─── Material for the task ───

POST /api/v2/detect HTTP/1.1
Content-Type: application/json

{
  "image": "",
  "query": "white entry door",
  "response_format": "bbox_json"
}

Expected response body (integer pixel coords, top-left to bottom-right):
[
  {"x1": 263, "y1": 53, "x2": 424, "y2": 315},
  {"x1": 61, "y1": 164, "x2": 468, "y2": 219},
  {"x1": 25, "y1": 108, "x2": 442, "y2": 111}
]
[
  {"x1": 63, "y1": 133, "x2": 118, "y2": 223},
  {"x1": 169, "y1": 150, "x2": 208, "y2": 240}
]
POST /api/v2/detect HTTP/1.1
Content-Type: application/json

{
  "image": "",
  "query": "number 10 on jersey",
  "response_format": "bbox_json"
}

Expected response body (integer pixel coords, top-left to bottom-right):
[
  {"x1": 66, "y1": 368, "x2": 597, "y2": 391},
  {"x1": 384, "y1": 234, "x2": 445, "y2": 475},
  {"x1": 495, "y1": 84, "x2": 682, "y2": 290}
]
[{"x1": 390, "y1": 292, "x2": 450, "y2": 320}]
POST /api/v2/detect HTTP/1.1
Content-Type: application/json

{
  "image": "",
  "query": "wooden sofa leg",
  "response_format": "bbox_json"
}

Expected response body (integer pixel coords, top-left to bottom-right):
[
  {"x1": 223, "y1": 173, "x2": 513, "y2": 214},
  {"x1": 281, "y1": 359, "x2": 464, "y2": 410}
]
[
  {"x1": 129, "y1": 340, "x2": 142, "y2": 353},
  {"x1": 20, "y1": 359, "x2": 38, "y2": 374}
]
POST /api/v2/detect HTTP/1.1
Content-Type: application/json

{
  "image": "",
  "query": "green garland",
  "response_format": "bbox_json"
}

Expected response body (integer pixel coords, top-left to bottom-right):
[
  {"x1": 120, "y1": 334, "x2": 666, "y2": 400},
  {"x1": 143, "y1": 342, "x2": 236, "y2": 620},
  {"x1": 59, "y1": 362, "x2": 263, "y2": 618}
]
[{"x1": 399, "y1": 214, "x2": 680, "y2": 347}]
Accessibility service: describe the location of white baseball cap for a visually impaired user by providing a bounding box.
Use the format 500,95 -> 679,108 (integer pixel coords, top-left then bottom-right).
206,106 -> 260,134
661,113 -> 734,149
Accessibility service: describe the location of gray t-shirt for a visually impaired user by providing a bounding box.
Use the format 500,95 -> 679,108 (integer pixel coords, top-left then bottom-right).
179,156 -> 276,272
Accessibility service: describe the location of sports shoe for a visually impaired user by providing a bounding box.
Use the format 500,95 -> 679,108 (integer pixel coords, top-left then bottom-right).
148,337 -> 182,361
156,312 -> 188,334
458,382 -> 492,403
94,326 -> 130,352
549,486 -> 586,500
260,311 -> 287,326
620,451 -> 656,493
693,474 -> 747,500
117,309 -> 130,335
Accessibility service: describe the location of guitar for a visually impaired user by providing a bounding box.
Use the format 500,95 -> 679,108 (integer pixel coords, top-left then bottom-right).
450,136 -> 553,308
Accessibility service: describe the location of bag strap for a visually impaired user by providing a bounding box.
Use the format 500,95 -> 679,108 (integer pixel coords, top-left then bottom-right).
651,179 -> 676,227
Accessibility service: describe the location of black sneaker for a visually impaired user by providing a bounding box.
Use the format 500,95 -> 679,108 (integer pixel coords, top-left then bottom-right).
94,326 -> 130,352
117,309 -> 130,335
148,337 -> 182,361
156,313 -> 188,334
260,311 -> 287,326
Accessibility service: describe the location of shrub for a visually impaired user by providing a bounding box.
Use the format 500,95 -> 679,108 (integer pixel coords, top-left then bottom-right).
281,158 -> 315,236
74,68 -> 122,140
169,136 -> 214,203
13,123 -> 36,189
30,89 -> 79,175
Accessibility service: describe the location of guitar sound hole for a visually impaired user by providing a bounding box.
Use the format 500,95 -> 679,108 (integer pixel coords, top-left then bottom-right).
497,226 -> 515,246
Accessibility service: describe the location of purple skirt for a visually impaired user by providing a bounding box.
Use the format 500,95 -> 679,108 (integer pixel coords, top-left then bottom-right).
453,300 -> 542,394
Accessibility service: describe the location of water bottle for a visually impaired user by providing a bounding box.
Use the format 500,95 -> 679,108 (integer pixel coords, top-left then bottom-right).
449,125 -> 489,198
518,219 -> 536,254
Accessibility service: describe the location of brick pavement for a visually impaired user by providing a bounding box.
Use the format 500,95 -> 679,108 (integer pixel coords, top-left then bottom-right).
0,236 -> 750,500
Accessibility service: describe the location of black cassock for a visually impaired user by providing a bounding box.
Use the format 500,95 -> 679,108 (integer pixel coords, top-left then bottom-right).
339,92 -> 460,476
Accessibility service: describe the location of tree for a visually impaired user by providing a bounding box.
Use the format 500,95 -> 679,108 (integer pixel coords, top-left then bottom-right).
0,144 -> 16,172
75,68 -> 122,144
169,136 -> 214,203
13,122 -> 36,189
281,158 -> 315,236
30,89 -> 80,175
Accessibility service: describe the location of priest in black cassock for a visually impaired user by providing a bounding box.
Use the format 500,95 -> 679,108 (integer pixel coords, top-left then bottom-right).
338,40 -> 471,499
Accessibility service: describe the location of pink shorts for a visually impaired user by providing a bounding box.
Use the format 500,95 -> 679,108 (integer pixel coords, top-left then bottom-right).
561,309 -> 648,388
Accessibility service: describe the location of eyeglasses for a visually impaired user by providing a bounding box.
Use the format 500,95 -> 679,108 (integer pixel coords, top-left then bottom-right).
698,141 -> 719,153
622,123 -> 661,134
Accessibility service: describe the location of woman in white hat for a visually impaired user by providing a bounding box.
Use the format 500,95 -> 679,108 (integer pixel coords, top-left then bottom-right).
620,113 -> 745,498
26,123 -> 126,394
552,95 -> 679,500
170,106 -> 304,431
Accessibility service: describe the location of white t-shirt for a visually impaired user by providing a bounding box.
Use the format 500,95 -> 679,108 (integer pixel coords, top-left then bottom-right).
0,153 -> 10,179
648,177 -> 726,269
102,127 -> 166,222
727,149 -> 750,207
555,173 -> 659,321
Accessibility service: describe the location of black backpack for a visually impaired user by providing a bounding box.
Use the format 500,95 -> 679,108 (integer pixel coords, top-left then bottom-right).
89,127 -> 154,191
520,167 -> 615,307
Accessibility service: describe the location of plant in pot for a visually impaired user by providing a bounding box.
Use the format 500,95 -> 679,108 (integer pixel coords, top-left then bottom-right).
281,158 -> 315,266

───

— Written exercise —
Express all the items above as a JSON list of strings, with one string for each line and blank lines left out.

— Answer for this exercise —
[
  "POST /api/v2/detect HTTP/1.1",
  "Content-Type: application/json",
  "{",
  "  \"image\": \"\",",
  "  \"query\": \"white entry door\",",
  "  \"response_format\": \"bbox_json\"",
  "}",
  "Expected response body (integer pixel coords, top-left to bottom-right):",
  "[",
  "  {\"x1\": 263, \"y1\": 53, \"x2\": 424, \"y2\": 315},",
  "  {\"x1\": 61, \"y1\": 164, \"x2\": 468, \"y2\": 219},",
  "  {\"x1\": 25, \"y1\": 108, \"x2\": 442, \"y2\": 111}",
  "]",
  "[",
  "  {\"x1\": 63, \"y1\": 133, \"x2\": 118, \"y2\": 223},",
  "  {\"x1\": 169, \"y1\": 150, \"x2\": 208, \"y2\": 240}",
  "]",
  "POST /api/v2/detect HTTP/1.1",
  "Content-Type: application/json",
  "{",
  "  \"image\": \"\",",
  "  \"query\": \"number 10 on jersey\",",
  "  \"response_format\": \"bbox_json\"",
  "}",
  "Expected response body (integer pixel coords, top-left to bottom-right):",
  "[",
  "  {\"x1\": 66, \"y1\": 368, \"x2\": 597, \"y2\": 391},",
  "  {\"x1\": 384, \"y1\": 234, \"x2\": 445, \"y2\": 475},",
  "  {\"x1\": 495, \"y1\": 84, \"x2\": 682, \"y2\": 290}",
  "]",
  "[{\"x1\": 390, \"y1\": 292, \"x2\": 450, \"y2\": 320}]",
  "POST /api/v2/detect HTTP/1.1",
  "Content-Type: application/json",
  "{",
  "  \"image\": \"\",",
  "  \"query\": \"wooden sofa leg\",",
  "  \"response_format\": \"bbox_json\"",
  "}",
  "Expected response body (integer pixel coords, top-left to bottom-right):",
  "[",
  "  {\"x1\": 223, \"y1\": 173, \"x2\": 513, \"y2\": 214},",
  "  {\"x1\": 281, \"y1\": 359, \"x2\": 464, \"y2\": 410}",
  "]",
  "[",
  "  {\"x1\": 129, \"y1\": 340, \"x2\": 142, \"y2\": 353},",
  "  {\"x1\": 20, \"y1\": 359, \"x2\": 38, \"y2\": 374}",
  "]",
  "POST /api/v2/detect HTTP/1.1",
  "Content-Type: application/json",
  "{",
  "  \"image\": \"\",",
  "  \"query\": \"green garland\",",
  "  \"response_format\": \"bbox_json\"",
  "}",
  "Expected response body (integer pixel coords, top-left to bottom-right):",
  "[",
  "  {\"x1\": 120, \"y1\": 334, \"x2\": 666, \"y2\": 400},",
  "  {\"x1\": 143, \"y1\": 342, \"x2\": 236, \"y2\": 620},",
  "  {\"x1\": 59, \"y1\": 362, \"x2\": 263, \"y2\": 618}",
  "]",
  "[{\"x1\": 399, \"y1\": 214, \"x2\": 680, \"y2\": 347}]",
  "Accessibility service: describe the location of white baseball cap for a visually impaired user by providing a bounding box.",
  "Use the format 500,95 -> 679,108 (integer pixel coords, top-left then bottom-right).",
  "206,106 -> 260,134",
  "661,113 -> 734,149",
  "Accessibility service: describe the location of gray t-shirt for a visually impaired user by providing a bounding box.",
  "Use the format 500,95 -> 679,108 (integer pixel coords, top-left then bottom-right).",
  "179,156 -> 276,272",
  "Accessibility service: describe the location of sports shoe for a visually impaired user by providing a bounding box.",
  "Use the format 500,95 -> 679,108 (integer pixel coords, top-left then bottom-right).",
  "148,337 -> 182,361",
  "156,312 -> 188,334",
  "458,382 -> 492,403",
  "94,326 -> 130,352",
  "549,486 -> 586,500",
  "260,311 -> 287,326",
  "620,451 -> 656,493",
  "693,474 -> 747,500",
  "117,309 -> 130,335",
  "Accessibility service: describe the location of guitar for a visually impaired user by providing a bounding box.",
  "Use the format 500,95 -> 679,108 (integer pixel coords, top-left then bottom-right).",
  "450,136 -> 553,308",
  "Accessibility service: describe the location of bag strap for a visually impaired user by providing a bounding box.",
  "Use the format 500,95 -> 679,108 (integer pixel coords, top-left then bottom-right).",
  "651,179 -> 676,227",
  "Accessibility service: describe the location of black sneaker for a visually impaired user by providing a bounding box.",
  "Use the format 500,95 -> 679,108 (integer pixel coords, top-left then bottom-right).",
  "94,326 -> 130,352",
  "117,309 -> 130,335",
  "148,337 -> 182,361",
  "156,313 -> 188,334",
  "260,311 -> 287,326",
  "Accessibility service: describe the location of shrub for a visually impaired user by providing a bounding box.",
  "Use the format 500,95 -> 679,108 (integer pixel coords, top-left then bottom-right).",
  "281,158 -> 315,236",
  "74,68 -> 122,140",
  "169,136 -> 214,203",
  "13,123 -> 36,189",
  "30,89 -> 79,175",
  "Accessibility service: describe the location of guitar sound hole for a visually impaired user by providing a bounding box.",
  "Use the format 500,95 -> 679,108 (integer pixel coords, top-left then bottom-right).",
  "497,226 -> 515,246",
  "Accessibility service: describe the location of purple skirt for a visually impaired user by providing a bounding box.",
  "Use the format 500,95 -> 679,108 (integer pixel coords, top-left then bottom-right).",
  "453,300 -> 542,394",
  "Accessibility service: describe the location of water bottle for a visually impaired user by providing a bounding box.",
  "Use the format 500,95 -> 679,108 (integer pixel coords, top-left then bottom-right).",
  "449,125 -> 489,198",
  "518,219 -> 536,254",
  "Accessibility service: describe the location of brick pavement for a visually impaired user by providing a bounding box.",
  "Use the format 500,95 -> 679,108 (integer pixel coords, top-left then bottom-right).",
  "0,236 -> 750,500",
  "Accessibility service: describe the location of black cassock for a visually impaired user by providing a bounding box.",
  "Use the format 500,95 -> 679,108 (integer pixel coords, top-left then bottom-right).",
  "339,92 -> 460,476",
  "Accessibility service: describe the location of tree for a visually impaired user by providing a bounding box.",
  "Use the format 500,95 -> 679,108 (integer pixel coords, top-left then bottom-right).",
  "0,144 -> 16,172",
  "75,68 -> 122,144",
  "169,136 -> 214,203",
  "13,122 -> 36,189",
  "281,158 -> 315,236",
  "30,89 -> 80,175",
  "Accessibility service: describe the location of priest in black cassock for a visually impaired user by providing a bounding box.",
  "Use the format 500,95 -> 679,108 (integer pixel coords, top-left then bottom-right).",
  "338,40 -> 471,499",
  "Accessibility service: describe the location of pink shorts for a visually impaired user by providing a bounding box.",
  "Use the format 500,95 -> 679,108 (integer pixel coords, top-left then bottom-right).",
  "561,309 -> 648,388",
  "Accessibility service: describe the location of eyeglasses for a visually impaired user by providing a bounding box.",
  "Use the format 500,95 -> 679,108 (integer pixel coords, top-left then bottom-right).",
  "698,141 -> 719,153",
  "622,123 -> 661,134",
  "Accessibility service: describe the location of woman in white hat for a visually impaired user by providing a bounding box.",
  "Use the format 500,95 -> 679,108 (integer pixel coords, top-left then bottom-right).",
  "620,113 -> 745,498",
  "26,123 -> 126,394",
  "552,95 -> 679,500",
  "170,106 -> 304,431",
  "Accessibility service: describe the location of white t-shirt for a visually impaired user by providing a bounding box.",
  "Use the format 500,95 -> 679,108 (integer pixel coords, top-left then bottom-right).",
  "0,153 -> 10,179",
  "648,177 -> 726,269",
  "102,127 -> 166,222",
  "727,149 -> 750,207",
  "555,173 -> 659,321",
  "Accessibility service: describe the location of black backpack for a visually impaired user by providing a bounding box.",
  "Use the format 500,95 -> 679,108 (integer pixel coords, top-left then bottom-right).",
  "89,127 -> 154,191",
  "520,167 -> 615,307",
  "Accessibility service: describe the location of plant in pot for a visually impaired user by providing a bounding box.",
  "Use the format 500,95 -> 679,108 (integer pixel coords, top-left then bottom-right).",
  "281,158 -> 315,266"
]